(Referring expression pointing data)
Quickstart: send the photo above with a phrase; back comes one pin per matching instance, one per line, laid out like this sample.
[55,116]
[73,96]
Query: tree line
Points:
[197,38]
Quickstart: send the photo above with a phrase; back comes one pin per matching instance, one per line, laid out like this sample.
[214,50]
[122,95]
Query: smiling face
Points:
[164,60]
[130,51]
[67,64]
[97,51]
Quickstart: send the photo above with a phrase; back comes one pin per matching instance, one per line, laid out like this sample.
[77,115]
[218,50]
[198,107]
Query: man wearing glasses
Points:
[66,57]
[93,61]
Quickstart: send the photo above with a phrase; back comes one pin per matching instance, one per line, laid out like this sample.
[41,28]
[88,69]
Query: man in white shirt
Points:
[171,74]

Exercise goal:
Every entry should be transcribed exactly, with nothing omitted.

Exercise output:
Quickstart: send the photo above with a phrase; back comes one pin per matching instance, one per line, laid out like this sample.
[55,116]
[73,96]
Query: tree line
Points:
[197,38]
Quickstart: send the photo above with a phrase; back comes one pin per matching instance, one per line, laid out like this sample.
[214,50]
[122,95]
Query: smiling face
Points:
[164,60]
[130,51]
[67,64]
[97,51]
Quickstart: send the photo above with a phrase; back comes one pin per matching instance, one per line, laid out like this sample.
[77,115]
[218,50]
[198,107]
Query: man wearing glasses
Points:
[66,57]
[93,61]
Quickstart: send the photo above with a phrase; back comes one pin per matching instance, one per line, laid out like this sample.
[41,28]
[88,69]
Query: man in white shirt
Points:
[171,74]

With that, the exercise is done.